The records:

____________________

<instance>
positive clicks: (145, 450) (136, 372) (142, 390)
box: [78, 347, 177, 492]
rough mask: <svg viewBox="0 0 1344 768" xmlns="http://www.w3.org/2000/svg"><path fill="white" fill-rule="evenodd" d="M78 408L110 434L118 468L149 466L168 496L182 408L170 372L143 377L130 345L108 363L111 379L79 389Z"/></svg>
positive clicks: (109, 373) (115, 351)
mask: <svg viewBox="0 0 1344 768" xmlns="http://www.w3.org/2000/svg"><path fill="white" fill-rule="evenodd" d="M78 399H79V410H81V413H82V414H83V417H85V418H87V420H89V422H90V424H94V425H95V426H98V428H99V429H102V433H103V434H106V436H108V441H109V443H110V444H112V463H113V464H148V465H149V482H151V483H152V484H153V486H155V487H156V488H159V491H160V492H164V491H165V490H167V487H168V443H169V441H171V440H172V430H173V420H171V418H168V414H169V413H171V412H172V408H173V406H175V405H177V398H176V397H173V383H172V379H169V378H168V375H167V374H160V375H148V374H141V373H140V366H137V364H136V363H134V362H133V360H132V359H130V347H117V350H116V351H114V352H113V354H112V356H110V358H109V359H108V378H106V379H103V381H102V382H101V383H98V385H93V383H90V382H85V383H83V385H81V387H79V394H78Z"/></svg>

____________________

Activity:
Convert the rows above into a Markdown table with two columns, No. and Line Text, giving each non-blank line its own entry numbered in order and leaving out blank lines.

Solution for this exercise:
| No. | Line Text |
|---|---|
| 1 | <instance> |
| 2 | positive clicks: (145, 450) (136, 372) (142, 390) |
| 3 | box: [78, 347, 177, 492] |
| 4 | rough mask: <svg viewBox="0 0 1344 768" xmlns="http://www.w3.org/2000/svg"><path fill="white" fill-rule="evenodd" d="M78 408L110 434L118 468L149 466L168 496L182 408L170 372L143 377L130 345L108 363L111 379L79 389Z"/></svg> |
| 5 | positive clicks: (109, 373) (115, 351) |
| 6 | mask: <svg viewBox="0 0 1344 768" xmlns="http://www.w3.org/2000/svg"><path fill="white" fill-rule="evenodd" d="M78 399H79V410H81V413H82V414H83V417H85V418H87V420H89V422H90V424H94V425H95V426H98V428H99V429H102V433H103V434H106V436H108V441H109V443H110V444H112V463H113V464H148V465H149V482H151V483H152V484H153V486H155V487H156V488H159V491H160V492H164V491H165V490H167V487H168V443H169V441H171V440H172V430H173V420H171V418H168V414H169V413H171V412H172V408H173V406H175V405H177V398H176V397H173V383H172V379H169V378H168V375H167V374H160V375H148V374H141V373H140V366H137V364H136V363H134V362H133V360H132V359H130V347H117V350H116V351H114V352H113V354H112V356H110V358H109V359H108V378H106V379H103V381H102V382H101V383H98V385H93V383H90V382H85V383H83V385H81V387H79V394H78Z"/></svg> |